## Task description
The records under this task must be duplicated exactly.

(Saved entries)
'''

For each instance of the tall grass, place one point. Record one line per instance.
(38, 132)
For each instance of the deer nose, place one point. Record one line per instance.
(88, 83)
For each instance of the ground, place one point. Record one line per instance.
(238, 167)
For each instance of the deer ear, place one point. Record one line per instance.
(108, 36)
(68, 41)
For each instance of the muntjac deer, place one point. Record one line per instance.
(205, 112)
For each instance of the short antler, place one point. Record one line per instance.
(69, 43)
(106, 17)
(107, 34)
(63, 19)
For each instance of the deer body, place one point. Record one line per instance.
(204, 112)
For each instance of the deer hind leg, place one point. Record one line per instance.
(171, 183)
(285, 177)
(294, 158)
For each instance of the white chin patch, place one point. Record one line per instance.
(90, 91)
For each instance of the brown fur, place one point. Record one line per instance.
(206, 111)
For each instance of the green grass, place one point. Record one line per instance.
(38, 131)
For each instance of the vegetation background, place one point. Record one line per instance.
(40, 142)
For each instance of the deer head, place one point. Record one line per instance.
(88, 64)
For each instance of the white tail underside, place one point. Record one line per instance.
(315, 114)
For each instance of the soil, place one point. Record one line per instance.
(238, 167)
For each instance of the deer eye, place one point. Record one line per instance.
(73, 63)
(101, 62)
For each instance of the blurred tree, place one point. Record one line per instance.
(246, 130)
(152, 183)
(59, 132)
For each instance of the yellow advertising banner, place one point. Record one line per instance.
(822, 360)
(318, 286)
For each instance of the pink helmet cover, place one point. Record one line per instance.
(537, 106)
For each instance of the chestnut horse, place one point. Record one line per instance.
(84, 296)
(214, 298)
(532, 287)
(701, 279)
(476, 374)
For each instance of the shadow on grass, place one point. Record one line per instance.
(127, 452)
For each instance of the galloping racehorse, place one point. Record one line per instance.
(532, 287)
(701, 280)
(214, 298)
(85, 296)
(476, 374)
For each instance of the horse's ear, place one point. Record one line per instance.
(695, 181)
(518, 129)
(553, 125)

'''

## Solution for this exercise
For each instance of the tall grass, place one point. Record one line per instance.
(38, 132)
For each instance of the deer nose, place one point. Record one line per instance.
(88, 83)
For each instance of the ground, place one point. Record one line per instance.
(238, 167)
For each instance of the deer ear, place one point. Record one line per instance.
(108, 36)
(68, 41)
For each instance of the muntjac deer, place one point. Record one line per instance.
(205, 112)
For each instance of the short antler, place one point. Record one line per instance.
(69, 43)
(106, 17)
(107, 34)
(63, 19)
For each instance of the deer body, place one point. Record one line per instance.
(204, 112)
For each instance of the deer hind leg, place one point. Record one line per instance.
(171, 183)
(285, 177)
(294, 158)
For each instance of the white chin patch, place one point. Record one line per instance.
(90, 91)
For each instance of the brown fur, place one point. Record one line per instance.
(206, 111)
For each instance of the green grass, place one point. Record one line per instance.
(38, 131)
For each instance of the vegetation background, place one point. Record one line per instance.
(40, 142)
For each instance of the deer head, place one point. Record one line per instance.
(88, 64)
For each instance of the white tail underside, place one point. Record one line per instance.
(315, 114)
For each instance of the soil, place one point. Record one line per instance.
(238, 167)
For each instance of the deer eye, place one point. Record one line per instance.
(73, 63)
(101, 62)
For each instance of the blurred tree, place one point. Record one line per instance.
(246, 130)
(152, 183)
(59, 132)
For each instance of the yellow advertising banner, place one point. Record one line per instance.
(822, 360)
(318, 286)
For each instance of the pink helmet cover, place one point. Record one line per instance.
(537, 106)
For each instance of the chestnut horse, place one point. Record one line per instance.
(84, 296)
(214, 298)
(532, 287)
(701, 279)
(476, 374)
For each instance of the shadow on grass, place one point. Record one line per instance.
(127, 452)
For each instance of the galloping racehorse, place one point. Record one line per instance.
(532, 287)
(701, 280)
(214, 298)
(85, 296)
(476, 374)
For each instance of the horse's ear, place one point. Record one line per instance.
(695, 181)
(518, 129)
(553, 125)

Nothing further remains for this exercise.